(Collection entries)
^^^^^^^^

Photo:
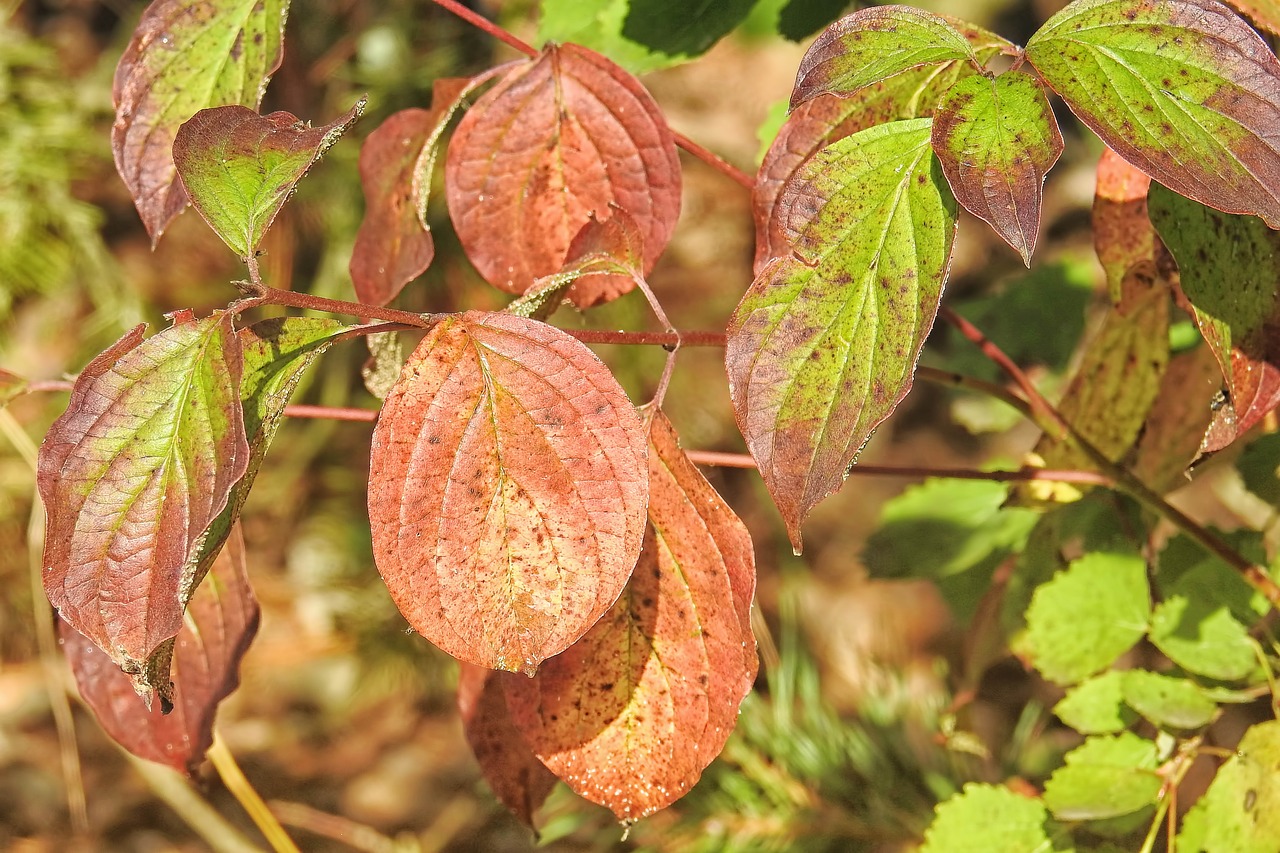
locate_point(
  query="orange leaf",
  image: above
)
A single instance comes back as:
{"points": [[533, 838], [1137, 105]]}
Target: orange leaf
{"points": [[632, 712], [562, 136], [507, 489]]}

^^^^^^^^

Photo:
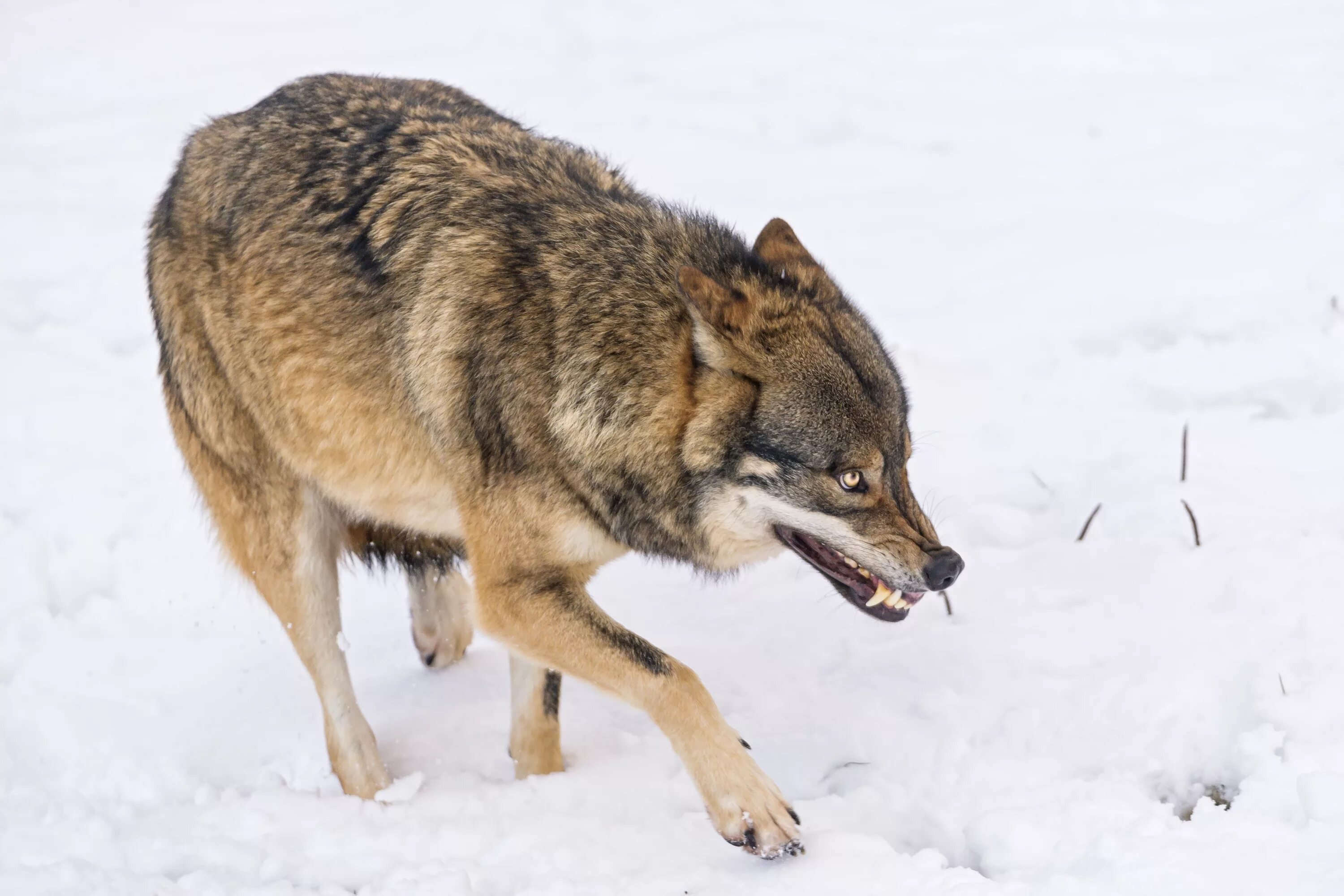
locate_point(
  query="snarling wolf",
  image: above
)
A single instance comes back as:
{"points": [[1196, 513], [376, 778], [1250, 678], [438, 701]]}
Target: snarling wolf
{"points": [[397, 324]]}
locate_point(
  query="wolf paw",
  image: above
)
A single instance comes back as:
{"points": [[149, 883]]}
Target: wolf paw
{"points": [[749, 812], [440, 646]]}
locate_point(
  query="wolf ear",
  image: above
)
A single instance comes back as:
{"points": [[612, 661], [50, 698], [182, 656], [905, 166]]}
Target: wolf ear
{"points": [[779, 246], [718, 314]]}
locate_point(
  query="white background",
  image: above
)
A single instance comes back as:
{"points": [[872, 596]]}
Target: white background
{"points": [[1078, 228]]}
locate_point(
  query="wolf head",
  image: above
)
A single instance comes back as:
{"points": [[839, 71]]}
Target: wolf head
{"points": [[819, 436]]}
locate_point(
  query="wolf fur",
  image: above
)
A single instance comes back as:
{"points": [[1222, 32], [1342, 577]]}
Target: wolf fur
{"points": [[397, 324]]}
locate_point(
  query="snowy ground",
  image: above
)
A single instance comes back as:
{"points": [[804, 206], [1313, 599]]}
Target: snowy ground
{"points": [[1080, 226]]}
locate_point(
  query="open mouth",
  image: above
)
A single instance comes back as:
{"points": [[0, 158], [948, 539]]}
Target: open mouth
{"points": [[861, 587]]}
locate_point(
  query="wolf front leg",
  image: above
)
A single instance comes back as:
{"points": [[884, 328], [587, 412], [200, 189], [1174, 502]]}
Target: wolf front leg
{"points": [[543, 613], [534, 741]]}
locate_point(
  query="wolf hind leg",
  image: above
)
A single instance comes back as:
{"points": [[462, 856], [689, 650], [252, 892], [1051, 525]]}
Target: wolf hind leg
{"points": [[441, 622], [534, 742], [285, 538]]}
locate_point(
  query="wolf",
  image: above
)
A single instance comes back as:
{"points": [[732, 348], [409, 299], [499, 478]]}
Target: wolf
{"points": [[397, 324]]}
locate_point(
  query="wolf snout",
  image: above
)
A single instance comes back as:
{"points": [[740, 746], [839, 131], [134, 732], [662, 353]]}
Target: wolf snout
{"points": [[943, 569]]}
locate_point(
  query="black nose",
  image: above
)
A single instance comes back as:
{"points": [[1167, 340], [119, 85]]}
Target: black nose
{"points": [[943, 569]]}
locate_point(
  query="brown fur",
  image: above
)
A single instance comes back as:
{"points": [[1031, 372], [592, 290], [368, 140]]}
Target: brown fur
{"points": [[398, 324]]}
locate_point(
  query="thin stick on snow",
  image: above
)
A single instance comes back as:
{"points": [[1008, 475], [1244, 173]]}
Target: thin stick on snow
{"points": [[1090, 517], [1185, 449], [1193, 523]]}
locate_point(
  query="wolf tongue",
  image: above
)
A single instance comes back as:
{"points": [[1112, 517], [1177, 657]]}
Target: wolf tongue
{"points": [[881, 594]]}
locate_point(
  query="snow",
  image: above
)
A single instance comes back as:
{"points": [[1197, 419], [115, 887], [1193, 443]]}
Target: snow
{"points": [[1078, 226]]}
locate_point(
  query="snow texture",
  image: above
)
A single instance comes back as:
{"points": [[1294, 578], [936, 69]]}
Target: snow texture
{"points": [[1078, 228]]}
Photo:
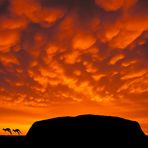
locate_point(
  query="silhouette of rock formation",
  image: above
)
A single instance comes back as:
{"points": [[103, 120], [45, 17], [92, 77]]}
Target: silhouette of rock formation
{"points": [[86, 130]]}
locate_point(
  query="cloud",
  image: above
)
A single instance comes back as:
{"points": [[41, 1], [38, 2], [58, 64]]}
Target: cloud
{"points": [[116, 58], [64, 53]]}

^^^^^^^^

◆ What needs to be done
Please identify every line in the collection entries above that contains the word "tongue", and copy each of those lines.

◆ Output for this exercise
  query="wolf tongue",
Target: wolf tongue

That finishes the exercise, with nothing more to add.